Saturday, September 7, 2019

Watered down, and quirky familial

I’m in the New York area for the month. Some of the films being reviewed may or may not coincide with movies opening or screening in the Detroit area.

I wanted to shoehorn a couple of films into late afternoon and evening time slots to round out a day in Manhattan, so took myself to Landmark Theatres still new and shining W. 57th Street cinemas, the nicest of any Landmark property I’ve been in with a very cool bar but smallish screening rooms but with deeply upholstered and comfortable seats. The Ooey Gooey Butter Cake Ice Cream was  terrif.

The first film was Russian director Viktor Kossakovsky’s Aquarela (Portuguese for watercolor). From newspaper ads the film seemed a knockout about the power of water. So I was expecting massive scenes of water in all its terrifying grandeur. Having just read David McCullough’s Johnstown Flood I had an even great appreciation of water’s force and destructiveness. But I was less than impressed with this documentary. The film opens prosaically on an icy river in Russia where rescue workers find cars that have plunged through the ice. The first half hour of screen time is spent simply showing how vehicles are retrieved including with jerry rigged winches – interesting but hardly edge of seat stuff. The film gets more intriguing as we’re taken along a Nordic coast where glaciers break apart and fall into the sea, generating enormous waves and showery mists. Then there’s a sailboat with a courageous crew slicing through icy and stormy waters. The film abruptly cuts to a warm climate and flooding in Miami, and to a giant waterfall in Venezuela, among other scenes. These are all absorbing shots. But the thought repeatedly went through my mind: how difficult would it have been to simply place a camera and, with a little skill, record these scenes? I concluded it wouldn’t have been all that difficult.

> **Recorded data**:
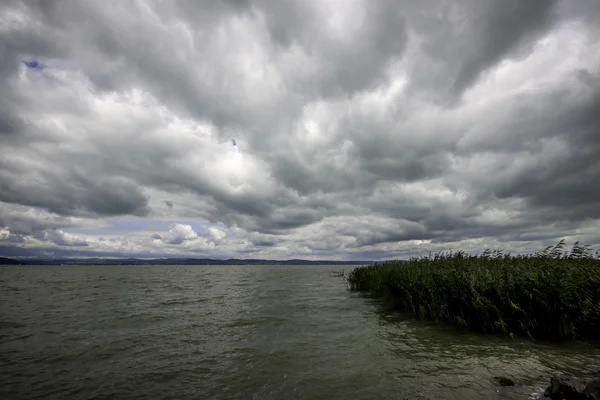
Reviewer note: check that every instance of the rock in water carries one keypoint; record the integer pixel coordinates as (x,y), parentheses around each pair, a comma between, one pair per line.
(566,387)
(504,381)
(593,389)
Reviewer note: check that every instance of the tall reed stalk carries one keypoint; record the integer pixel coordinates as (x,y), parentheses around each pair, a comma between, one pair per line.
(553,294)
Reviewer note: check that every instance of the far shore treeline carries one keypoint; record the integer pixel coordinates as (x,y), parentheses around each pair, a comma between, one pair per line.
(553,294)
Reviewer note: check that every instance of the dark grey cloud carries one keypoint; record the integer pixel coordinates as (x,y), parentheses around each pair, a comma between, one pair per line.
(363,129)
(504,25)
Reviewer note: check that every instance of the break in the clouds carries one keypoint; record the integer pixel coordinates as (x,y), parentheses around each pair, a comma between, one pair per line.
(300,128)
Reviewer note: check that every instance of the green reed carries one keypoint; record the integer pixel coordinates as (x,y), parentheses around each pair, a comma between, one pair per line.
(553,294)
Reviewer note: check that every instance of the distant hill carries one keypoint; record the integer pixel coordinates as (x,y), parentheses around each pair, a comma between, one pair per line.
(187,261)
(10,261)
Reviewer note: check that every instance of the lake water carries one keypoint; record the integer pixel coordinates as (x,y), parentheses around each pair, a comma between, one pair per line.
(244,332)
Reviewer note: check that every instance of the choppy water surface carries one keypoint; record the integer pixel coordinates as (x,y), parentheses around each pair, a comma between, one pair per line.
(248,332)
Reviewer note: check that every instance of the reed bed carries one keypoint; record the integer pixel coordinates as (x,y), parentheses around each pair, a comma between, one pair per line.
(553,294)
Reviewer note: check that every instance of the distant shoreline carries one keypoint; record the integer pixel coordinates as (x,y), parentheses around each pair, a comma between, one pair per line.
(174,261)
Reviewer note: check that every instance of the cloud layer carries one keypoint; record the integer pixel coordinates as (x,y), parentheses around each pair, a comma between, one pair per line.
(364,129)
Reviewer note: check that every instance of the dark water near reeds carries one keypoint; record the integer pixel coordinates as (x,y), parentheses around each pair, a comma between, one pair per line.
(243,332)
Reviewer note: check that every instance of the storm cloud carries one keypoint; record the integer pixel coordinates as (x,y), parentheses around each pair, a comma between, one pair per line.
(363,129)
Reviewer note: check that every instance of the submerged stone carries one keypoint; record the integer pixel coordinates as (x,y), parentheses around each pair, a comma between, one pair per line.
(504,381)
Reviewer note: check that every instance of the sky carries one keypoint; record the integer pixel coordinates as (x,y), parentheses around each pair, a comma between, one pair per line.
(363,129)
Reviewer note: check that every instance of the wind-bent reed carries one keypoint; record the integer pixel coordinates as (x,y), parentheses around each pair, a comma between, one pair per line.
(553,294)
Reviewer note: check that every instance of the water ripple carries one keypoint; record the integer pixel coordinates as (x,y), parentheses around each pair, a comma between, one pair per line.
(249,332)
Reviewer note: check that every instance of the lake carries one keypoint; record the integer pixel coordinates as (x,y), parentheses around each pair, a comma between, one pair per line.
(244,332)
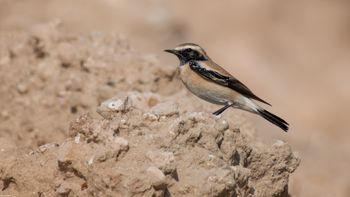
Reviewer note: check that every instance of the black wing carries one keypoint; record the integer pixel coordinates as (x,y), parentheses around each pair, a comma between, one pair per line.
(228,81)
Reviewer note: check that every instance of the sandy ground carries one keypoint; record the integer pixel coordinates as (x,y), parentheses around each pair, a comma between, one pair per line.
(295,55)
(145,141)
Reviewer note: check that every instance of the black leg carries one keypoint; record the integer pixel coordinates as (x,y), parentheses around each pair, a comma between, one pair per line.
(219,111)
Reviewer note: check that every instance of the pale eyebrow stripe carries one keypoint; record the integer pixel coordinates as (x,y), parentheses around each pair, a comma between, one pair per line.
(188,46)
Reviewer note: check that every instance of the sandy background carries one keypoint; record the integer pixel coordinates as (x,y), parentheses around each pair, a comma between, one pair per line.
(295,55)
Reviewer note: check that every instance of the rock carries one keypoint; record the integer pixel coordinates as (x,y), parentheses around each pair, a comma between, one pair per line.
(168,108)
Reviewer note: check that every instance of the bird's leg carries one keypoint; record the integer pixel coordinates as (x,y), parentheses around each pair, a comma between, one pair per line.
(219,111)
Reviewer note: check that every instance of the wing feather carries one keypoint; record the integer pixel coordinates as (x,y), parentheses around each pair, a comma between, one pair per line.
(224,80)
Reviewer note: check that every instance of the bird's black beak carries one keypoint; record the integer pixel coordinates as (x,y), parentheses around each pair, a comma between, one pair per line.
(173,51)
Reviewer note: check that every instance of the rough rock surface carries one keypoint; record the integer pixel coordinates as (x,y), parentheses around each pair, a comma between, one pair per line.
(144,143)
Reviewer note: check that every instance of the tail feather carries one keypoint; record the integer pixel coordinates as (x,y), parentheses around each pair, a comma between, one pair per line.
(274,119)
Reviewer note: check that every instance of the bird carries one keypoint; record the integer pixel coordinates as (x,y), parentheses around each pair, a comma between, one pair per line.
(212,83)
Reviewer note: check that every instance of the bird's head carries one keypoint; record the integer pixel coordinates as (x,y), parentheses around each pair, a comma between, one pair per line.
(187,52)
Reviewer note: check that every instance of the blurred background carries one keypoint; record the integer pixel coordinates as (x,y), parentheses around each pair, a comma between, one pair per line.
(294,54)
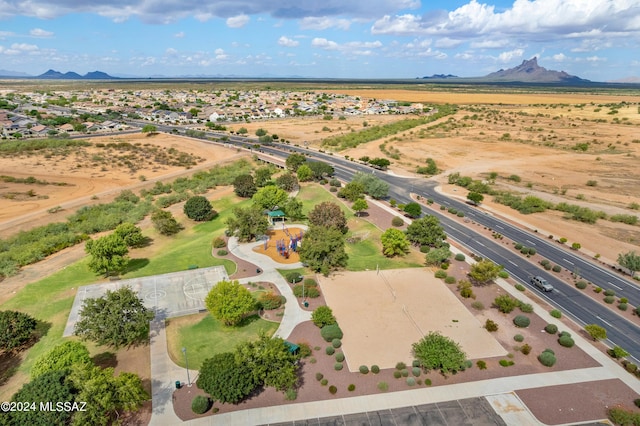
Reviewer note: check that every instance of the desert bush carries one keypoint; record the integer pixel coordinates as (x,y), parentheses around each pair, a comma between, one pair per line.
(491,325)
(521,321)
(200,404)
(547,358)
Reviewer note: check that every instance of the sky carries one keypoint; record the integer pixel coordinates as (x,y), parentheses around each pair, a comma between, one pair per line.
(594,39)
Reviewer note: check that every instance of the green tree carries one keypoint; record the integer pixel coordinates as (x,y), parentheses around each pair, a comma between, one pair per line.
(435,351)
(352,191)
(263,175)
(484,271)
(437,256)
(413,209)
(287,181)
(360,205)
(150,129)
(61,358)
(294,161)
(323,249)
(426,231)
(304,173)
(247,223)
(130,234)
(323,315)
(108,254)
(226,379)
(328,215)
(269,197)
(17,329)
(595,331)
(475,197)
(394,243)
(164,222)
(229,302)
(630,260)
(116,319)
(198,208)
(244,186)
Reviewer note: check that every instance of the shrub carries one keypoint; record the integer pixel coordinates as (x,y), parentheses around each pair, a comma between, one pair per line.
(200,404)
(581,285)
(547,358)
(526,308)
(218,242)
(397,221)
(330,332)
(521,321)
(566,341)
(491,325)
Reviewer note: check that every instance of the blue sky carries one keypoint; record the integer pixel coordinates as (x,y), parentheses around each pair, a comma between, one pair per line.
(594,39)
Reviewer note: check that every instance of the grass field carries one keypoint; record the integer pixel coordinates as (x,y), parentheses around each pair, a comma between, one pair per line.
(203,336)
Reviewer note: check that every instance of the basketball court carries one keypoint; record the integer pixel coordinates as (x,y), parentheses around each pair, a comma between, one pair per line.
(168,295)
(382,313)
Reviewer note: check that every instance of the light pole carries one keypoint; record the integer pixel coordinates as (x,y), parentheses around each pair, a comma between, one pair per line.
(184,351)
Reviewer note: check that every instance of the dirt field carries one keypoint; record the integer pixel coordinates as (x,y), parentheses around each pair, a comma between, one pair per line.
(92,172)
(382,314)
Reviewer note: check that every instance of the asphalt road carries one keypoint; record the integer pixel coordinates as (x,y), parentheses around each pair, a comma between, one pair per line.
(565,297)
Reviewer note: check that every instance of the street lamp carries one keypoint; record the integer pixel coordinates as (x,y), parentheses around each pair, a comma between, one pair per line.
(184,351)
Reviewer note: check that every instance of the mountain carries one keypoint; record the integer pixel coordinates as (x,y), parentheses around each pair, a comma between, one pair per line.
(57,75)
(530,72)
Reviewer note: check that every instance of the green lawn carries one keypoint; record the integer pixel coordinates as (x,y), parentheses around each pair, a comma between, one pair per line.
(203,336)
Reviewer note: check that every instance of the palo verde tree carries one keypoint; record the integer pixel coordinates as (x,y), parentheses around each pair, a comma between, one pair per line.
(229,302)
(116,319)
(198,208)
(247,223)
(438,352)
(109,254)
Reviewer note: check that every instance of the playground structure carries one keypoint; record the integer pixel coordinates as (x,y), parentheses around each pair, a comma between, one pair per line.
(282,244)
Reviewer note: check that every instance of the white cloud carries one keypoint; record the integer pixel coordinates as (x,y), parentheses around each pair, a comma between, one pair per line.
(38,32)
(238,21)
(287,42)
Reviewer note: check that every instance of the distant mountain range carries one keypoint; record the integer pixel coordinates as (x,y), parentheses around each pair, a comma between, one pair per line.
(527,72)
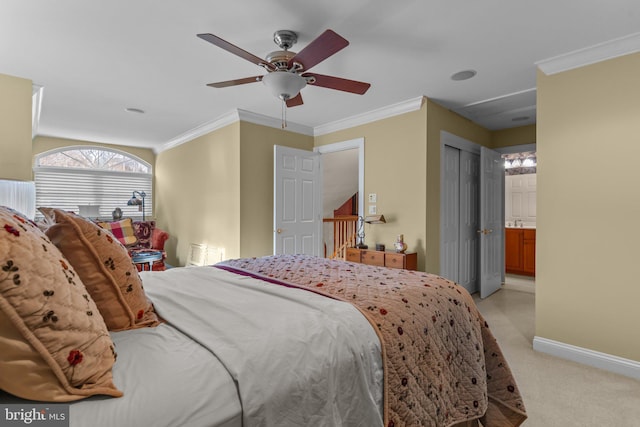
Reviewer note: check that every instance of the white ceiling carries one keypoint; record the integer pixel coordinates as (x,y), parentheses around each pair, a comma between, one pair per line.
(94,59)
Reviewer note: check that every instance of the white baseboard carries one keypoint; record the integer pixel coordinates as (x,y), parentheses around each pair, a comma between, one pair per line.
(608,362)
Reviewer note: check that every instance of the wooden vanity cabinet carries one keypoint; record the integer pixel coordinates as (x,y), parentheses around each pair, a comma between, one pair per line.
(520,251)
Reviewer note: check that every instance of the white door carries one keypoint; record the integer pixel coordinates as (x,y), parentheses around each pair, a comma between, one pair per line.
(297,202)
(491,221)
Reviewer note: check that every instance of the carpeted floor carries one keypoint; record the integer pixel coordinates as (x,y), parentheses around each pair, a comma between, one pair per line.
(557,392)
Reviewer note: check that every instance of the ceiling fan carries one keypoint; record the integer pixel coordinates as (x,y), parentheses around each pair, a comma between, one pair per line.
(288,72)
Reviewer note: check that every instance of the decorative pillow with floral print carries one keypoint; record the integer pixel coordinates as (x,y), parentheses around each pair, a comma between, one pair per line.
(122,230)
(106,269)
(55,344)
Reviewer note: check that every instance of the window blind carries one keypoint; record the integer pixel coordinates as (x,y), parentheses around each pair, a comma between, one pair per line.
(66,188)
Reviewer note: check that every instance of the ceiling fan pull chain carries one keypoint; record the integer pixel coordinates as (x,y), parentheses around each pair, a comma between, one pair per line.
(284,114)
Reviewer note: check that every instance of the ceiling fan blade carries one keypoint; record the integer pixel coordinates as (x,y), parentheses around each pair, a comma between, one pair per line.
(236,82)
(295,101)
(325,45)
(338,83)
(217,41)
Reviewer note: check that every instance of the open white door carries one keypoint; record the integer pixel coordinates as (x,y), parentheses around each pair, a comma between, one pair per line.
(297,217)
(491,221)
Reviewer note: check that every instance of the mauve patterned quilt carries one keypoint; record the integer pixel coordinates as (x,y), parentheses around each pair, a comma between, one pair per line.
(442,364)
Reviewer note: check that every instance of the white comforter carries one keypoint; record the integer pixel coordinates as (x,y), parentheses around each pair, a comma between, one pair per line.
(239,352)
(297,358)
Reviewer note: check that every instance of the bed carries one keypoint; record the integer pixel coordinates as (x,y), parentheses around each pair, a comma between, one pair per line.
(278,341)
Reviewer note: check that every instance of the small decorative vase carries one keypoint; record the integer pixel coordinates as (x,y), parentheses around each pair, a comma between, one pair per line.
(400,245)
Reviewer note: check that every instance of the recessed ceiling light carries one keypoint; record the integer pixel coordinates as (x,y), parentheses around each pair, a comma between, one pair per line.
(463,75)
(134,110)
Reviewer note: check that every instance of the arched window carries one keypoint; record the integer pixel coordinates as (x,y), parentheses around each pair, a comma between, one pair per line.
(101,178)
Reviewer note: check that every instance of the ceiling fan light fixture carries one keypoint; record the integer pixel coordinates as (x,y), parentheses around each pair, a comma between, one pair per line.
(283,84)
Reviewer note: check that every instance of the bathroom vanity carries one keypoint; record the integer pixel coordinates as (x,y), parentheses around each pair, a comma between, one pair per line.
(520,251)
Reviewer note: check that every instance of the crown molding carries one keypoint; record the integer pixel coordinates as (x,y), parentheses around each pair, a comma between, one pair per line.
(371,116)
(229,118)
(260,119)
(590,55)
(203,129)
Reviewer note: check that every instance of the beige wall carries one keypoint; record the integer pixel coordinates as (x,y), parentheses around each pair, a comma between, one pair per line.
(588,146)
(15,128)
(402,166)
(515,136)
(395,156)
(198,194)
(217,190)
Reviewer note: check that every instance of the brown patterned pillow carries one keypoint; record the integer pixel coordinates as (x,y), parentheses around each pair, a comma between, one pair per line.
(55,345)
(144,231)
(121,230)
(106,269)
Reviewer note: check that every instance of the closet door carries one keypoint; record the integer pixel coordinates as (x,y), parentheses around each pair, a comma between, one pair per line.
(469,220)
(450,229)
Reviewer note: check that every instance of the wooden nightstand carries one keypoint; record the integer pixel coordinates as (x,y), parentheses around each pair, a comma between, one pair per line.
(407,260)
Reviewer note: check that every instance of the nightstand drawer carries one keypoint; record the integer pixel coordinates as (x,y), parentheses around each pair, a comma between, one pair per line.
(394,260)
(373,258)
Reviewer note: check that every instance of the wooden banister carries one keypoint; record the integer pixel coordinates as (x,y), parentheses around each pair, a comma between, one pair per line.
(345,229)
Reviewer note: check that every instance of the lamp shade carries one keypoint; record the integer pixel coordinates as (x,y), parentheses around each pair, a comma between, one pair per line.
(283,84)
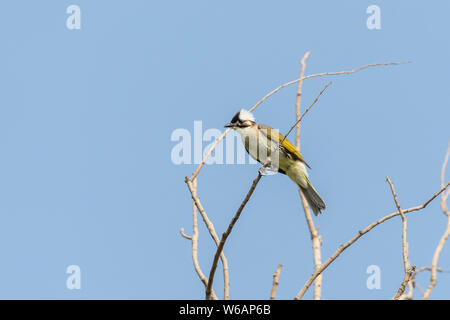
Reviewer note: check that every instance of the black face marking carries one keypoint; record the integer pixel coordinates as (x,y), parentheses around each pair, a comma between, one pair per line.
(246,123)
(236,118)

> **Directions**:
[1] In the film review, what does the Portuguese title Aquarela mean?
[2] From the film review, reproduce the passage that begins at the words "Saturday, September 7, 2019" and stops after "the Detroit area.".
None of the recorded data is needed for this work.

> **Answers to the tasks**:
[1] Aquarela is Portuguese for watercolor.

[2]
Saturday, September 7, 2019

Watered down, and quirky familial

I’m in the New York area for the month. Some of the films being reviewed may or may not coincide with movies opening or screening in the Detroit area.